Suite à la conférence ministérielle de l’OMC à Nairobi en 2015, la Suisse s’est résolue à supprimer son principal programme de subventions à l’exportation, la « loi chocolatière » à compter du 1er janvier 2019. Ce programme introduit en 1974 avait pour but « de compenser le handicap dont souffre l’industrie agroalimentaire suisse du fait de la politique agricole »1. En 2015, respectivement 11% de la farine de froment et 6% du lait produits en Suisse ont bénéficié des subventions aux exportations pour un budget global de 95 millions de francs suisses (soit 89 millions d’euros à la parité du moment). Le montant des subventions à l’exportation était établi à partir de la différence de prix des matières premières entre le marché suisse et le marché mondial ou européen. L’objectif était que l’industrie agro-alimentaire suisse continue « d’utiliser des matières première suisses pour fabriquer des produits d’exportation concurrentiels sur le marché mondial »2. Parallèlement, pour les importations, des droits de douanes mobiles élèvent le prix des produits de base au niveau des prix suisses.
La révision de la « loi chocolatière » a débouché sur la mise en place d’une nouvelle aide directe à la production d’un montant de 4,5 centimes de francs suisses par litre sur l’ensemble de la production laitière, qu’elle soit exportée ou non (pour un prix du lait compris entre 50 et 75 centimes par litre). Il est explicitement prévu que cette aide se traduise par une baisse du même ordre du niveau du prix du lait payé au producteur de manière à permettre aux transformateurs d’alimenter deux fonds gérés par l’interprofession laitière (IP Lait). Le premier recevra 80% des prélèvements, il servira à financer les industriels de l’agro-alimentaire pour « compenser la différence entre le prix du lait suisse et celui de l’UE et à promouvoir le développement de nouveaux marchés d’exportation ». Le second sera destinataire des 20% restant et sera mobilisé par les industriels du lait pour l’exportation du beurre. La figure ci-dessous schématise les transferts entre les différents acteurs prévus dans le nouveau programme.

* [Consignes de l'exercice]
(1) Relevez tous les pourcentages cités dans le texte sur la « loi chocolatière » et indiquez à quoi chacun se rapporte.
(2) Réécrivez sous forme de liste le paragraphe du texte sur la « loi chocolatière » qui commence par « La révision de la « loi chocolatière » », en gardant ses faits principaux.
(3) D'après le texte sur la « loi chocolatière », en quelle année ce programme a-t-il été introduit ?

* [Données affichées]
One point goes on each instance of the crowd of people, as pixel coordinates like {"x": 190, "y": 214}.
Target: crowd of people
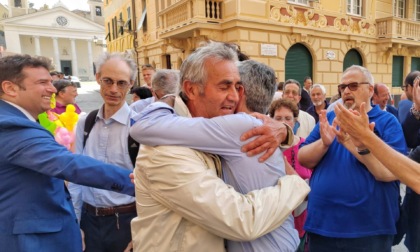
{"x": 216, "y": 156}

* [Réponses par consigne]
(1)
- 11 % : part de la farine de froment produite en Suisse qui a bénéficié des subventions aux exportations en 2015
- 6 % : part du lait produit en Suisse qui a bénéficié des subventions aux exportations en 2015
- 80 % : part des prélèvements versée au premier fonds géré par IP Lait
- 20 % : part restante des prélèvements, versée au second fonds

(2)
- La révision crée une aide directe à la production de 4,5 centimes de francs suisses par litre sur toute la production laitière, exportée ou non, pour un prix du lait compris entre 50 et 75 centimes par litre.
- Cette aide doit entraîner une baisse équivalente du prix du lait payé au producteur.
- Cette baisse permet aux transformateurs d'alimenter deux fonds gérés par l'interprofession laitière (IP Lait).
- Le premier fonds reçoit 80 % des prélèvements. Il finance les industriels de l'agroalimentaire pour compenser l'écart entre le prix du lait suisse et celui de l'UE et pour développer de nouveaux marchés d'exportation.
- Le second fonds reçoit les 20 % restants. Les industriels du lait l'utilisent pour l'exportation du beurre.

(3) En 1974.